_TEXT SEGMENT_:
▬▬▬

Honoring Mária Telkes – Physical Chemist, Biophysicist and “Sun Queen”
If you were asked to name someone who has made a huge impact on the science, energy, electricity industry, who would you say? Most Americans would name Benjamin Franklin, Thomas Edison, Albert Einstein or Nikola Tesla. However, March is Women’s History Month, which provides a great time to showcase key achievements from female scientists over the past 150 years. This month, you will learn about four different female leaders who advanced the fields of science, technology and engineering and changed the way humans use energy.
Mária Telkes (1900-1995) – Physical Chemist, Biophysicist and “Sun Queen”
Dr. Mária Telkes half-length portrait, facing front (September 1956)
Early Life and Education
Mária Telkes is a Hungarian-born American physical chemist and biophysicist. Telkes was born in 1900 and was raised in Hungary. She studied physical chemistry at the University of Budapest, where she earned a Bachelor’s degree in 1920 and a Ph.D. in 1924. After graduation, she became a professor at the university. Shortly after beginning work as a professor, the young Telkes decided to immigrate to the United States. She came to America and began working as a biophysicist at the Cleveland Clinic Foundation. She worked alongside surgeon George Washington Crile to create a device that recorded brain waves. In 1937, Telkes became a United States citizen.
Early Scientific Career
After becoming an American citizen, Telkes took a position as a research engineer at Westinghouse Electric where she focused on building instruments that could convert heat into electrical energy. It was around this time that Telkes’ interest in solar energy was piqued. She joined the Solar Energy Conversion Project at the Massachusetts Institute of Technology (MIT), where she worked along other scientists to develop thermoelectric devices powered by sunlight.

▬▬▬

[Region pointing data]
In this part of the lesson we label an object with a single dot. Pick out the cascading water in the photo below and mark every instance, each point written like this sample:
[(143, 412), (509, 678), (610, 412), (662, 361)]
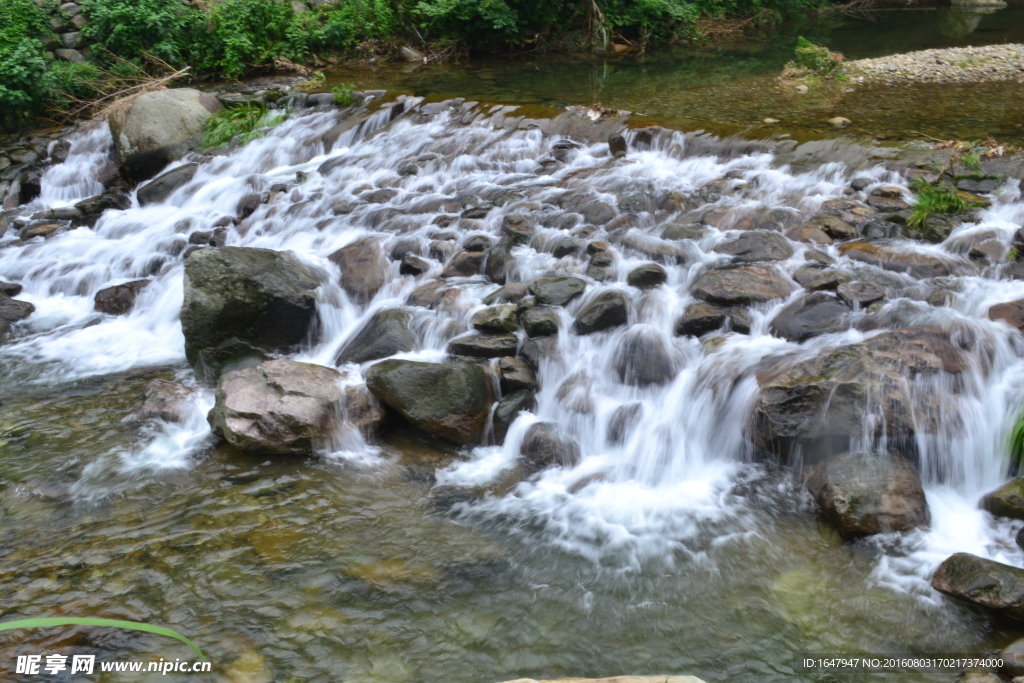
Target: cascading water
[(672, 488)]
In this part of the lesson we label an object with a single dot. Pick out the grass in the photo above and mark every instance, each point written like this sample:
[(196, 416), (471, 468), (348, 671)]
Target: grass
[(239, 124), (931, 200)]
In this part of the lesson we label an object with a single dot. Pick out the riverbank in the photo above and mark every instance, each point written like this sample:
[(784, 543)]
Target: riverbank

▬▬▬

_QUESTIONS ON THE MATERIAL_:
1 – Summarize the profile of Mária Telkes in two sentences.
2 – Write a continuation of the profile of Mária Telkes, beginning after its final sentence.

_RESULTS BY TASK_:
1 – Mária Telkes, a Hungarian-born American physical chemist and biophysicist, earned her degrees at the University of Budapest and became a professor there. She then immigrated to the United States, where she worked at the Cleveland Clinic Foundation on a device that recorded brain waves, became a citizen in 1937, and later built heat-to-electricity instruments at Westinghouse Electric before joining MIT's Solar Energy Conversion Project to develop sunlight-powered thermoelectric devices.

2 –
During World War II, Telkes was assigned to the U.S. Office of Scientific Research and Development, where she created her most important and famous inventions: as solar distiller that could vaporize seawater and re-condense it into drinkable water. The device was used on Naval lifeboats and helped save the lives of torpedoed sailors and downed airmen. The technology was also used in larger-scale operations, such as providing clean water in areas that were short on supply.
Life After World War II
Telkes remained on staff at MIT after World War II and became an associate research professor in metallurgy in 1945. For the rest of her career, Telkes continued to develop and patent solar-energy applications. In 1948, she and American architect, Eleanor Raymond, designed and constructed the world’s first modern residence heated with solar energy in Dover, Massachusetts.
She continued to improve upon the technology of that first house and went on to create solar stoves and heaters. In 1953, Telkes was awarded a $45,000 grant from the Ford foundation to create a universal solar oven that could be used for people living at all latitudes. She also helped develop materials that could endure extreme temperatures in space.
Over her sixty-year career, Mária Telkes earned numerous awards for her contributions to science and engineering. In 1952, Telkes became the first recipient of the Society of Women Engineers Achievement Award. Twenty-five years later, she received both a lifetime achievement award from the National Academy of Sciences’ Building Research Advisory Board and the Charles Greeley Abbot Award from the American Solar Energy Society for her contributions to solar-heated building technology. In 2012, she was posthumously inducted into the National Inventors Hall of Fame.